-------- Available data --------

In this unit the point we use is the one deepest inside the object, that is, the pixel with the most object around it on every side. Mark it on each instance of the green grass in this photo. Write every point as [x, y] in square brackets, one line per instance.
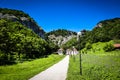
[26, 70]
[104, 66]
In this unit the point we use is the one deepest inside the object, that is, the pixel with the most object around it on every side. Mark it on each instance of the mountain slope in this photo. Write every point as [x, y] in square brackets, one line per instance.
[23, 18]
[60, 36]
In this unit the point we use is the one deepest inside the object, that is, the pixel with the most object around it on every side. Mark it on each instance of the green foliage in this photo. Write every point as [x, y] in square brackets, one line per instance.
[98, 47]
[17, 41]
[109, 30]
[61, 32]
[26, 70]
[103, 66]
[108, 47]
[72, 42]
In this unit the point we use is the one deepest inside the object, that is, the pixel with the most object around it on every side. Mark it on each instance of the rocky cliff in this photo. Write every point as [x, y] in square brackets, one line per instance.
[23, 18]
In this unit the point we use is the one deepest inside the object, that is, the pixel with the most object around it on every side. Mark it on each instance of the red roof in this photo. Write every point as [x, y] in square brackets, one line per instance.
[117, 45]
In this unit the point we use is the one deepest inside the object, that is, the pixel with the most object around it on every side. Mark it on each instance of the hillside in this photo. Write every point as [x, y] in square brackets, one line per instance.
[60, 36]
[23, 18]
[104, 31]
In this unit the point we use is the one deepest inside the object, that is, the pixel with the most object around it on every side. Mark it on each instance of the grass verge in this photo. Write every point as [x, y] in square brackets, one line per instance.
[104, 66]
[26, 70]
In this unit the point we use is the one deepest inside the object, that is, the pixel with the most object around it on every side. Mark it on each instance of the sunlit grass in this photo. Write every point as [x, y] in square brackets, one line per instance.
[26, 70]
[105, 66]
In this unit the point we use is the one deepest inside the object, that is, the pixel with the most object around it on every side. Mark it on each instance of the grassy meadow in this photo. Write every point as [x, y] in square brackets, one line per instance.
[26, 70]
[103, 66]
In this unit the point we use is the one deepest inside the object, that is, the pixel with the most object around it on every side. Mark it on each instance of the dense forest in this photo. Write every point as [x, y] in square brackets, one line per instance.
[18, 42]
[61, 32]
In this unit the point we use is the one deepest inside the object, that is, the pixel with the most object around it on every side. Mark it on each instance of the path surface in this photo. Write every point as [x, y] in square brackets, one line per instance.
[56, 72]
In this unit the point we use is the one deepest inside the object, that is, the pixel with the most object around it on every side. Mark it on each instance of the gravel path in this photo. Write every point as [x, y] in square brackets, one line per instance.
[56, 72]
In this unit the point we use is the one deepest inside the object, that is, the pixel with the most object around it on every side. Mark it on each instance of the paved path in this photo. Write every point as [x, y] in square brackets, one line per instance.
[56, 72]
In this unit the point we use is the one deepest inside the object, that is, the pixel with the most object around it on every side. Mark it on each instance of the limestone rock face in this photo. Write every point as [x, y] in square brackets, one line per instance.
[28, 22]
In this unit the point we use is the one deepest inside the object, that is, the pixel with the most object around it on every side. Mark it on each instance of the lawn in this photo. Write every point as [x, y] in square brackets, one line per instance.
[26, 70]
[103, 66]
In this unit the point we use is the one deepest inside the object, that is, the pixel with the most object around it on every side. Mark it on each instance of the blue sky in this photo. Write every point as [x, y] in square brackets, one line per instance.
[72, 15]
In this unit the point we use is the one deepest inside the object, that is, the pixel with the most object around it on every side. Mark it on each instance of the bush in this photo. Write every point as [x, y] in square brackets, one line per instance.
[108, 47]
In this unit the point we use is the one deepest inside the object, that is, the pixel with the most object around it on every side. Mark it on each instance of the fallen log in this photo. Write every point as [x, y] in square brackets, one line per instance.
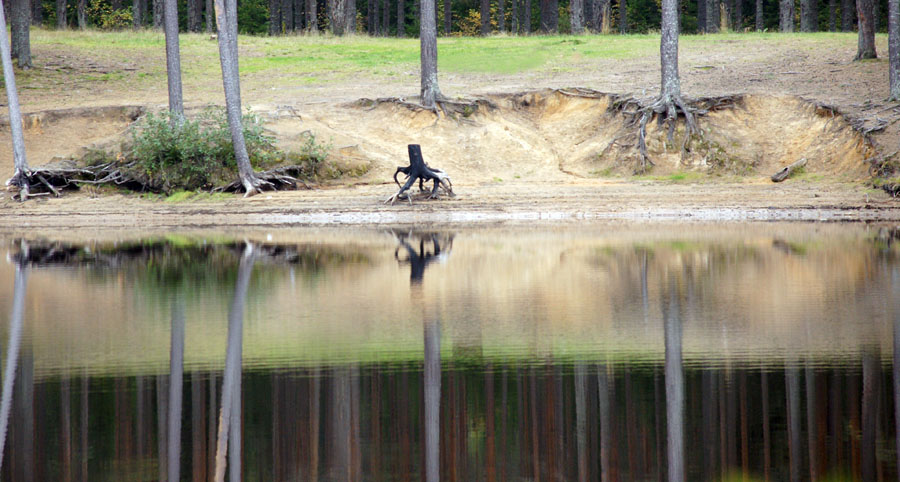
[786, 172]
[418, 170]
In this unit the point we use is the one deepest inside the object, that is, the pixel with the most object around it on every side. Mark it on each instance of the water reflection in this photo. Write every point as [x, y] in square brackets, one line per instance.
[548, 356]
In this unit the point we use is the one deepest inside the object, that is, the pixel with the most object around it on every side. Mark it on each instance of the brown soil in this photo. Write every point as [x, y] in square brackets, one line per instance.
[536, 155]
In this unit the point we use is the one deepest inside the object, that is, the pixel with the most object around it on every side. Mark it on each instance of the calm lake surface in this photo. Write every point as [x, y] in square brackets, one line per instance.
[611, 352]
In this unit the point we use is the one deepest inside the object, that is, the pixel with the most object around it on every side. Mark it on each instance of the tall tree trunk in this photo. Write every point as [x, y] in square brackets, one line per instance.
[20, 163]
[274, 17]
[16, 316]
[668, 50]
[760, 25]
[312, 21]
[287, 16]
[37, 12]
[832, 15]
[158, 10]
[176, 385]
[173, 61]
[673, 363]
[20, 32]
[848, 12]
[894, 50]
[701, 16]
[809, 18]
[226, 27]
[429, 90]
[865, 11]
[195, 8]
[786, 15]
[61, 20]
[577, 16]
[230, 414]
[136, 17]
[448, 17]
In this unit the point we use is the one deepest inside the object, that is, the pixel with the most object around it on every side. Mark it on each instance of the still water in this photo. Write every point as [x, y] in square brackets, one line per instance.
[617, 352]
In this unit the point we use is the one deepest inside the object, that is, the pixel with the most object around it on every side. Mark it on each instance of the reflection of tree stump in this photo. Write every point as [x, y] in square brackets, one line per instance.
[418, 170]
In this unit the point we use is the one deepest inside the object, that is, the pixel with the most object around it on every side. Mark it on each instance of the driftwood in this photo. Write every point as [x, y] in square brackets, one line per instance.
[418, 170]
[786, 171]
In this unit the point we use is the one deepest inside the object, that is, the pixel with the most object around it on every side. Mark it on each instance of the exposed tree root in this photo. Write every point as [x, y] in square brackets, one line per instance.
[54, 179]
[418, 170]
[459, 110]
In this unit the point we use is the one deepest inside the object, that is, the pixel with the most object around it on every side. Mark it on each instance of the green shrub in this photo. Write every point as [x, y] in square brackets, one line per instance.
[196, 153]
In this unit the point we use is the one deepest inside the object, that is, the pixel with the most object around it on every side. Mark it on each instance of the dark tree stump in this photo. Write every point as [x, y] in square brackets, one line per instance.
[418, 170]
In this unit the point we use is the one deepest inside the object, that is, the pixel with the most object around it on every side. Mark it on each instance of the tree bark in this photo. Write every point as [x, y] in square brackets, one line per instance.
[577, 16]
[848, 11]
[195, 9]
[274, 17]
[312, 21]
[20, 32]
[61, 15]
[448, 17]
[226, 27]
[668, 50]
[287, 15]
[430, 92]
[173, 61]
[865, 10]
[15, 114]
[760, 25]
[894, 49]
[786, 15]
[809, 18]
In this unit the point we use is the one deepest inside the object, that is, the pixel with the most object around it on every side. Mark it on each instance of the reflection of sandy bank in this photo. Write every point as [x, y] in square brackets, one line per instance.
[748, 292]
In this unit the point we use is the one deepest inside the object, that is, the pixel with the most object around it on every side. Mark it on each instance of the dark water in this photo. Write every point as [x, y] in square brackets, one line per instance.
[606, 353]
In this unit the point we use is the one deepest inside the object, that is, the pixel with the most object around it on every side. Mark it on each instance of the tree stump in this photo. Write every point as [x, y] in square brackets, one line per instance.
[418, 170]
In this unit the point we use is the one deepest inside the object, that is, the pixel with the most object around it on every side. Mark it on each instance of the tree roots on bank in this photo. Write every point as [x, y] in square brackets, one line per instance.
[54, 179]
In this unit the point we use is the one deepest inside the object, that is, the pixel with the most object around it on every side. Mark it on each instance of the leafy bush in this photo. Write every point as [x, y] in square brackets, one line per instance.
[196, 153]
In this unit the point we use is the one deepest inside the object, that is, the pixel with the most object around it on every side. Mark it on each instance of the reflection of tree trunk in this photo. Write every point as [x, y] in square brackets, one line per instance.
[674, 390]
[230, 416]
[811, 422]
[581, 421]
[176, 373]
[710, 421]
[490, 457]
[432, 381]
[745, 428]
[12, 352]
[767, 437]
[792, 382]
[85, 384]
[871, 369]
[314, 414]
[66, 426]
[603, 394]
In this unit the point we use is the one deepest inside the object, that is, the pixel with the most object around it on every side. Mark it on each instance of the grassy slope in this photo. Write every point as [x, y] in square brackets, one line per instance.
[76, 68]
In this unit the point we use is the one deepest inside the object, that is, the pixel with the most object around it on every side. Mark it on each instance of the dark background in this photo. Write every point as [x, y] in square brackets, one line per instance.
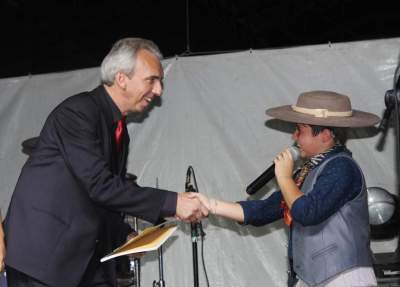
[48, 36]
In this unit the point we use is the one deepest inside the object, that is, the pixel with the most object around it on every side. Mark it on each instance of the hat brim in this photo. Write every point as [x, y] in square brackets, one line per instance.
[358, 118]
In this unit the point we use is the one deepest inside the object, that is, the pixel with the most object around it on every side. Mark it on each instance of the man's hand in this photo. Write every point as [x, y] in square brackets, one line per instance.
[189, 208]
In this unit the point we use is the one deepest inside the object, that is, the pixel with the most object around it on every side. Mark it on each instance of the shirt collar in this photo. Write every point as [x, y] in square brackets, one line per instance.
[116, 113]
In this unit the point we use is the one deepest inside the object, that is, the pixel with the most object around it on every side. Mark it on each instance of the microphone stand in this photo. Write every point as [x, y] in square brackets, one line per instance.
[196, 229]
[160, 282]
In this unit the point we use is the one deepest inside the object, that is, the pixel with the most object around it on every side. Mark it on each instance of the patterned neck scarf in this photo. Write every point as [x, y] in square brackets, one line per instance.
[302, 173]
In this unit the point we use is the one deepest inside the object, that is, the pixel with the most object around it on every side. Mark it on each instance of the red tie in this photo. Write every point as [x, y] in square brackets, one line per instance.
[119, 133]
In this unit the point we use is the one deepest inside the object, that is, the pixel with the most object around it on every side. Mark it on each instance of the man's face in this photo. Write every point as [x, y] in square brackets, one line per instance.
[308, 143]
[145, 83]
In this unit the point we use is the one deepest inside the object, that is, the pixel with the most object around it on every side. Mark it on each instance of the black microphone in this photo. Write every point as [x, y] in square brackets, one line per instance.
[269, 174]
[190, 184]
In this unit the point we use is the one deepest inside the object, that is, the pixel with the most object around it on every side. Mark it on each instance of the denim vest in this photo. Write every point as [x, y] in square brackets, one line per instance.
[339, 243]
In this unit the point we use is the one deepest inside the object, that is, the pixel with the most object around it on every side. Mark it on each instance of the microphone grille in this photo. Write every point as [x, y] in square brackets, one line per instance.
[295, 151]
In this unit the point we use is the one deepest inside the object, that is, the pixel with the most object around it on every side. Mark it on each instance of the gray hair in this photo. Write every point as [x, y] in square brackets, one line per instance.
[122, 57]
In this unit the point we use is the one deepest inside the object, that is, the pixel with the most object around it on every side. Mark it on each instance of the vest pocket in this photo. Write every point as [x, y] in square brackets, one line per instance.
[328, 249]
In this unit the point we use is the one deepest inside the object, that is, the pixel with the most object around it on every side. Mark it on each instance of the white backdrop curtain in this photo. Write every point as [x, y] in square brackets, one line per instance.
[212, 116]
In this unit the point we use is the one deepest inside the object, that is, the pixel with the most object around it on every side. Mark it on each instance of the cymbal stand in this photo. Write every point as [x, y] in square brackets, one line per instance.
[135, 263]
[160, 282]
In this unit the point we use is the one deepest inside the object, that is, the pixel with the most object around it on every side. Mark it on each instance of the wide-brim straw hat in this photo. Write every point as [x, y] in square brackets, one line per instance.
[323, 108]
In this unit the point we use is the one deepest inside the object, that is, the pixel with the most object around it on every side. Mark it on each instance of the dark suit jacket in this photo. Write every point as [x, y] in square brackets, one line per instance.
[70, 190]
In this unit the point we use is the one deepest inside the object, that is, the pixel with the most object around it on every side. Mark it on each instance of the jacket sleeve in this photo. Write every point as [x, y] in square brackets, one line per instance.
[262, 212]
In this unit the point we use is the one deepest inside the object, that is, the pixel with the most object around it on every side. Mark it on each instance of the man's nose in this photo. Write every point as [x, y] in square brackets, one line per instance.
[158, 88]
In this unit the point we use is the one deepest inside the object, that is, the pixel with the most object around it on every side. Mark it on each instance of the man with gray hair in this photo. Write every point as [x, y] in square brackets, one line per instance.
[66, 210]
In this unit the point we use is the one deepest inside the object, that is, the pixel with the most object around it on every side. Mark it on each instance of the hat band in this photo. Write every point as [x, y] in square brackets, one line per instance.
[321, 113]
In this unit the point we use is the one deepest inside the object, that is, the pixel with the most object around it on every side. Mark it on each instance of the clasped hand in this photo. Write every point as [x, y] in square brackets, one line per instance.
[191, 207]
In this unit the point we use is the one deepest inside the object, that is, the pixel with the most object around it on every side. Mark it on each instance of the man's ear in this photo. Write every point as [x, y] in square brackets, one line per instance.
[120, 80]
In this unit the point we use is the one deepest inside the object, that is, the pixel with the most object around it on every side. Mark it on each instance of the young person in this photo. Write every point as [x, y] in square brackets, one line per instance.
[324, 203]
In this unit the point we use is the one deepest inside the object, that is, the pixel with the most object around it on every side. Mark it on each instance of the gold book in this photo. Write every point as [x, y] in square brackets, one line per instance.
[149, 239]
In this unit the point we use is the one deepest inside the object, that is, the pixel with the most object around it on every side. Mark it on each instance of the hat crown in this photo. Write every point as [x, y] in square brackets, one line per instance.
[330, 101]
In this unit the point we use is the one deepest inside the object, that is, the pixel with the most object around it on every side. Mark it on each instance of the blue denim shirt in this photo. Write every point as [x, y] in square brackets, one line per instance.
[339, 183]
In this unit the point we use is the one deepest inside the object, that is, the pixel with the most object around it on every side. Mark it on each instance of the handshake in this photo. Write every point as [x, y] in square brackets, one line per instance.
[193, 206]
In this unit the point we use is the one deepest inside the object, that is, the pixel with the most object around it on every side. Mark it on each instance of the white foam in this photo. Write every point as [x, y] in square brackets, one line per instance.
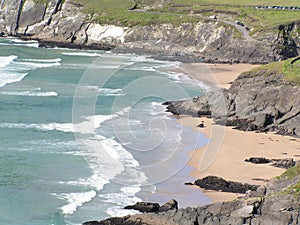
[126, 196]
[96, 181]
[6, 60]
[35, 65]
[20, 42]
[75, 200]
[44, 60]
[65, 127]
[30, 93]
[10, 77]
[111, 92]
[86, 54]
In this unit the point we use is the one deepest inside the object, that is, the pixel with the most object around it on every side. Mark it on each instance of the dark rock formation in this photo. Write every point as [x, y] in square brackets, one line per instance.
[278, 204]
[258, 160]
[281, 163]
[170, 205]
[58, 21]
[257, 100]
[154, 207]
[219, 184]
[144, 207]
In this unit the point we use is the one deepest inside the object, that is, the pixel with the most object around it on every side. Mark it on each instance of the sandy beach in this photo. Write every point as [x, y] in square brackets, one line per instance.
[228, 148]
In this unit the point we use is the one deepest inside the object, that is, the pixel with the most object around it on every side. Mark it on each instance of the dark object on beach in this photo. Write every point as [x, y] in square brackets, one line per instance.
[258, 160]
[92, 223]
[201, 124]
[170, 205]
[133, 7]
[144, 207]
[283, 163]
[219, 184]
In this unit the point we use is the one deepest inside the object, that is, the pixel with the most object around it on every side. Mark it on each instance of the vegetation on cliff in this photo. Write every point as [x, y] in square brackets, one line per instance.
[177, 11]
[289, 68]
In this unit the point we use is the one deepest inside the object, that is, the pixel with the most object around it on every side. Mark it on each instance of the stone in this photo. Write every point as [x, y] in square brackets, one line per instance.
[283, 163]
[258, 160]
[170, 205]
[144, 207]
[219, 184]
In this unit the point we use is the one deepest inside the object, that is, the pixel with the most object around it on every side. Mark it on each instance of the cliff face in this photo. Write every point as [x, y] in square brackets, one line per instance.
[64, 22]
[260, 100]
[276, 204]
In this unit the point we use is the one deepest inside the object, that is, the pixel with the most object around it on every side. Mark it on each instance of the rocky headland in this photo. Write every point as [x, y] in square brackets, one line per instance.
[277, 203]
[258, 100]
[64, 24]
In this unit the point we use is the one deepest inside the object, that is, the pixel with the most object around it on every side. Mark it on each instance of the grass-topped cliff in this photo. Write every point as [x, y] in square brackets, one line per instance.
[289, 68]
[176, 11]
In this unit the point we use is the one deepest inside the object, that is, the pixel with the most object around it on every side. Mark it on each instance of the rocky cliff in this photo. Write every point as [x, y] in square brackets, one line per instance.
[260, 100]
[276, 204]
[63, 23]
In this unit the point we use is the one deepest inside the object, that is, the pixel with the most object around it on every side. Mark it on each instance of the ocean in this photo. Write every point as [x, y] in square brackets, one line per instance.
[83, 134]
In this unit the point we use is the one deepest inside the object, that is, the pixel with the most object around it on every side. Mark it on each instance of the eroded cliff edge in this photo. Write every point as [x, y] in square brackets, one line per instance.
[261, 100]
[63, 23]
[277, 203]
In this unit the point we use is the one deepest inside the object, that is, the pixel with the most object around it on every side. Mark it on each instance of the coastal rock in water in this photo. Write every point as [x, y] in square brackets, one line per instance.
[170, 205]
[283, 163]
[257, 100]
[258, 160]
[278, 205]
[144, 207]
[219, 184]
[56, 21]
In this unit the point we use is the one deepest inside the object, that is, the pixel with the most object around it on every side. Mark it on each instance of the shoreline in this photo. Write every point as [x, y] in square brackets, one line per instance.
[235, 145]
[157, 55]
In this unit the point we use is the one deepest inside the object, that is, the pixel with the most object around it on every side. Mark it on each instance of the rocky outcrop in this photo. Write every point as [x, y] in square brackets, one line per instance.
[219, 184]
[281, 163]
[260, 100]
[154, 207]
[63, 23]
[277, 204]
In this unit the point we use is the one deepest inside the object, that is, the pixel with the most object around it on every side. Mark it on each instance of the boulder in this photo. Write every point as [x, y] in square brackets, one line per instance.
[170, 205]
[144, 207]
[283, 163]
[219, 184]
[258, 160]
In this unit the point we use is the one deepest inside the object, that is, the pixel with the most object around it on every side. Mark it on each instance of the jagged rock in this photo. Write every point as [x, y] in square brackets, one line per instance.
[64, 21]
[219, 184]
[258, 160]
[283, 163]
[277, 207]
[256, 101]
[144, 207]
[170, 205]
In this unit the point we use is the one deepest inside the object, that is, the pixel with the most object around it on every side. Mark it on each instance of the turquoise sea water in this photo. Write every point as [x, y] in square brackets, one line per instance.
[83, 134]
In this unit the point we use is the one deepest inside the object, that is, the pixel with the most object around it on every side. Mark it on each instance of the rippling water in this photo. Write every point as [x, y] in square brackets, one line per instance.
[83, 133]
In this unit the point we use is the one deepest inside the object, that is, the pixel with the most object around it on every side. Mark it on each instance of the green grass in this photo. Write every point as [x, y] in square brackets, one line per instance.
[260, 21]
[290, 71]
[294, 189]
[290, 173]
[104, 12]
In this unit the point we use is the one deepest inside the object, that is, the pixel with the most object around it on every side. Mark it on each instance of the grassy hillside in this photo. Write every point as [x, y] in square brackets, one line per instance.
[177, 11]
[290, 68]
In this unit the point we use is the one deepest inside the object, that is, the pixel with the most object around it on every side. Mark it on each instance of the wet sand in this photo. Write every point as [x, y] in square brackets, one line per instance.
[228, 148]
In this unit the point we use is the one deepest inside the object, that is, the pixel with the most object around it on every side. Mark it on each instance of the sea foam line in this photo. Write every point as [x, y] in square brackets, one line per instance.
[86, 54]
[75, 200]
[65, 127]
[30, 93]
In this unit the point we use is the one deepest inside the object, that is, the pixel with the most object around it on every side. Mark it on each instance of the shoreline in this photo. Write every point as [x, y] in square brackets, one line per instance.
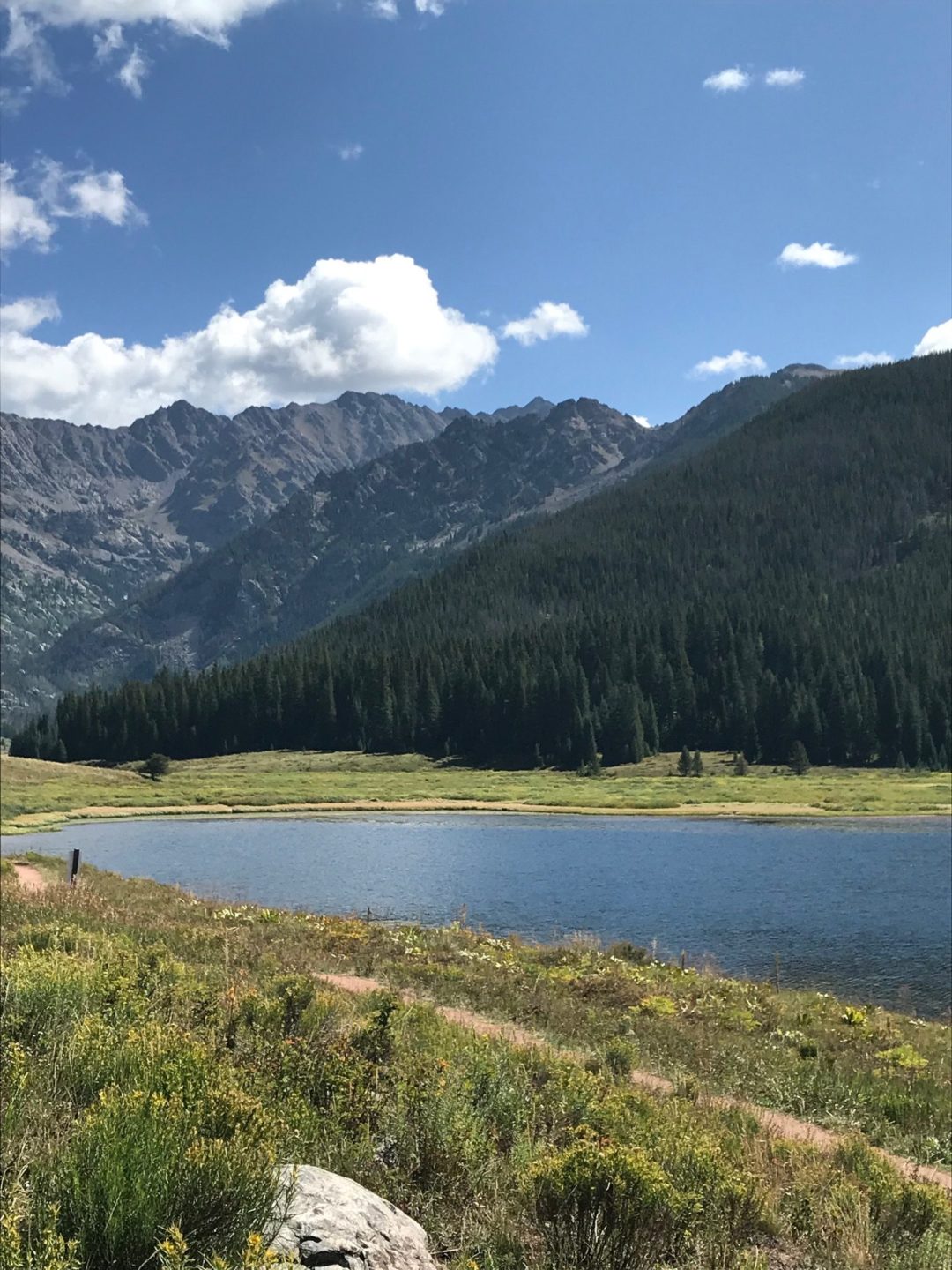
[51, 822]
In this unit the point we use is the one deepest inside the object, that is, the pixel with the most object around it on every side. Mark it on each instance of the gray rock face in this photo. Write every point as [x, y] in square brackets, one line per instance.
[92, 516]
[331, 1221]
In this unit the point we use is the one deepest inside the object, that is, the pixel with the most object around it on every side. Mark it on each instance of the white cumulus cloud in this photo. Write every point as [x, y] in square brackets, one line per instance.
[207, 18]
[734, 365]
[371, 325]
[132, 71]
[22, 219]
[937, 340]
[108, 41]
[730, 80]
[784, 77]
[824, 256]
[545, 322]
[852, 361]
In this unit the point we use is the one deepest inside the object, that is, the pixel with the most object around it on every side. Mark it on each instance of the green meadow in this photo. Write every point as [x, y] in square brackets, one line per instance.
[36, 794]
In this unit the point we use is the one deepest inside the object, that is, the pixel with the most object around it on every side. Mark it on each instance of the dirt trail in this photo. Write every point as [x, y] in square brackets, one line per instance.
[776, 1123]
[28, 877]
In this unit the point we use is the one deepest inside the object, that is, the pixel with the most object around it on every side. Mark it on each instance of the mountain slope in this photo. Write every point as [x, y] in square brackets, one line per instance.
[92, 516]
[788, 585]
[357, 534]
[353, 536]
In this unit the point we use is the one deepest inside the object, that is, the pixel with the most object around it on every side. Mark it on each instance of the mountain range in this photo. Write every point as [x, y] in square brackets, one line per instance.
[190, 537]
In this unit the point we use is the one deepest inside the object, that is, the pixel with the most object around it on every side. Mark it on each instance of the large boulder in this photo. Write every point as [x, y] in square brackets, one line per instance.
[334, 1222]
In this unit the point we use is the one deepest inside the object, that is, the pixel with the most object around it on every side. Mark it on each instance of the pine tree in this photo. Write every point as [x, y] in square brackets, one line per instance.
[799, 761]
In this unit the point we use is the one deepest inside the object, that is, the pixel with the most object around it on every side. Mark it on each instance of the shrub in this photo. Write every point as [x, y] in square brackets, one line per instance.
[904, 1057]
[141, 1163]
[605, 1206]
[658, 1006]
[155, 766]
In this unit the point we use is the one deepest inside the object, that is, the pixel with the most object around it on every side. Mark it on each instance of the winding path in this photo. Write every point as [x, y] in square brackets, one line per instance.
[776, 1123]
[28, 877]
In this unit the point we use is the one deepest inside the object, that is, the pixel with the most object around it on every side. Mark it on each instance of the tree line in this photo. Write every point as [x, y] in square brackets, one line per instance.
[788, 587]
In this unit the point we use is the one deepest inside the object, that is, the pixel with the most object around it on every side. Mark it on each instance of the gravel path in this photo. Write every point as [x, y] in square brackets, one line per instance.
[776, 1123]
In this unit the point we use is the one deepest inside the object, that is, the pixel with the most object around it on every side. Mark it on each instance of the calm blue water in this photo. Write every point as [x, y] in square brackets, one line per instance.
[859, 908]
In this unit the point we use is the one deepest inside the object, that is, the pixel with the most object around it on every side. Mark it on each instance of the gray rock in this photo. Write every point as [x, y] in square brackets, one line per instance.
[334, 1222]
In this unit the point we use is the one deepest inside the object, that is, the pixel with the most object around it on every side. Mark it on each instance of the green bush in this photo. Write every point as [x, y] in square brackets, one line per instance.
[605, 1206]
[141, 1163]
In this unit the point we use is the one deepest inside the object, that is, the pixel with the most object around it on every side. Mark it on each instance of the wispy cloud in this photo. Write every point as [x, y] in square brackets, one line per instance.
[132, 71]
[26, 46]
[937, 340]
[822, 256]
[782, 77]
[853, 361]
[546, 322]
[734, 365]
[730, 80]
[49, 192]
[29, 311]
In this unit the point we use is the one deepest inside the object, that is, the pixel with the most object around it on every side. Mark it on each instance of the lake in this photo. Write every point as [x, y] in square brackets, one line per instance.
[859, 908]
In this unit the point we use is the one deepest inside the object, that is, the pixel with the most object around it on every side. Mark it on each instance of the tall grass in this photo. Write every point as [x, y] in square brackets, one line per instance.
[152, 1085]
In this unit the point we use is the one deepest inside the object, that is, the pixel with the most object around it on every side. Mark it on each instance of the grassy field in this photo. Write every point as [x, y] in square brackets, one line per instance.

--------

:: The exercise ::
Set out exactly the run of lines that begins at the line holding "of the lake" and ends at the last line of the data.

:: Complete answer ::
In this unit the point we use is the one deepest inside the object, that is, the pixel with the most object around it on every side. Mark it on each instance of the lake in this photo. Write every point as [x, y] in square brackets, one line per instance.
[859, 908]
In this unit the point we use is the one deepest inside the object, that is, the pixel with the most object around it on every side. Mark it on each instance of the tall grass in this photo. Write every point as [x, y] in square brackets, one line per instance.
[152, 1085]
In this unit the point we use is the one deepest inside the object, that is, the pixel with the most object around it on every side. Mark it on each instance of the grassy field in this photo. Write every point as [x, y] in square brackets, one line per instance.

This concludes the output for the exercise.